• Page

»»

LeetCode Hot 100: 347 - Top K Frequent Elements

Given an integer array nums and an integer k, return the k most frequent elements. You may return the answer in any order.

Idea: HashMap + Min-Heap (maintain Top K)

Instead of sorting all elements by frequency, we maintain a min-heap of size at most k:

• Step 1: Count frequencies
  • Use Map<Integer, Integer> to count occurrences.
• Step 2: Min-heap keeps the best k
  • Heap element: int[]{num, count}
  • Comparator: sort by count ascending
  • Meaning: the heap top is the current smallest frequency among the top k (the threshold).
• Step 3: Iterate over the frequency map
  • If heap size < k: push directly
  • Else if current count > heap top count: pop top, then push current
  • Otherwise: skip

Complexity

• Time: building the map (O(n)), heap maintenance (O(m \log k)) where (m) is the number of distinct elements → commonly written as (O(n \log k)).

««

• Provided material
»»

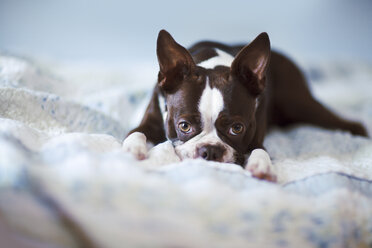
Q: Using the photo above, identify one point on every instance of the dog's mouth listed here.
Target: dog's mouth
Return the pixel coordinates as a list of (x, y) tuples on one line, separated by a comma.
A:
[(211, 152)]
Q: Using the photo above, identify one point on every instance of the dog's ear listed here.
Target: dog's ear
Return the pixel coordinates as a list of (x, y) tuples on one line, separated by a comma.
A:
[(174, 60), (250, 65)]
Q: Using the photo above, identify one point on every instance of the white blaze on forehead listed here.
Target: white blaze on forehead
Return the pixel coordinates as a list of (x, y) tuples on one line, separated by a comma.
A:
[(210, 105), (222, 58)]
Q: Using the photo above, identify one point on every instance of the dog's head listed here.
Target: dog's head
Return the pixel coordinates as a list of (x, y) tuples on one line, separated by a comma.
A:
[(211, 105)]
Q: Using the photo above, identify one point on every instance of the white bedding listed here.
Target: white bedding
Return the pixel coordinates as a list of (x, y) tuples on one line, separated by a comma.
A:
[(61, 158)]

««

• Given exercise A
Reproduce the part of the Top K Frequent Elements page that opens with the words containing "LeetCode Hot 100: 347" and closes with "in any order.".
• Given exercise B
Answer these questions from the Top K Frequent Elements page:
(i) What type is used to count occurrences?
(ii) What happens to an element when the heap size is less than k?
(iii) What does m stand for in the time complexity?
• Given exercise C
Carry the Top K Frequent Elements page on from its last line.
The records come from a separate source.

• Task output A
LeetCode Hot 100: 347 - Top K Frequent Elements

Given an integer array nums and an integer k, return the k most frequent elements. You may return the answer in any order.

• Task output B
(i) Map<Integer, Integer>
(ii) It is pushed directly.
(iii) The number of distinct elements.

• Task output C
• Space: (O(m)) for the map and (O(k)) for the heap.

Java implementation (avoid a[1] - b[1] overflow)

import java.util.*;

class Solution {
    public int[] topKFrequent(int[] nums, int k) {
        Map<Integer, Integer> freq = new HashMap<>();
        for (int num : nums) {
            freq.put(num, freq.getOrDefault(num, 0) + 1);
        }

        PriorityQueue<int[]> pq = new PriorityQueue<>(
                (a, b) -> Integer.compare(a[1], b[1])
        );

        for (Map.Entry<Integer, Integer> e : freq.entrySet()) {
            int num = e.getKey();
            int count = e.getValue();

            if (pq.size() < k) {
                pq.offer(new int[]{num, count});
            } else if (pq.peek()[1] < count) {
                pq.poll();
                pq.offer(new int[]{num, count});
            }
        }

        int[] ans = new int[k];
        for (int i = 0; i < k; i++) {
            ans[i] = pq.poll()[0];
        }
        return ans;
    }
}

PriorityQueue quick notes

• offer(e) / add(e): push
• poll(): pop top (returns null if empty)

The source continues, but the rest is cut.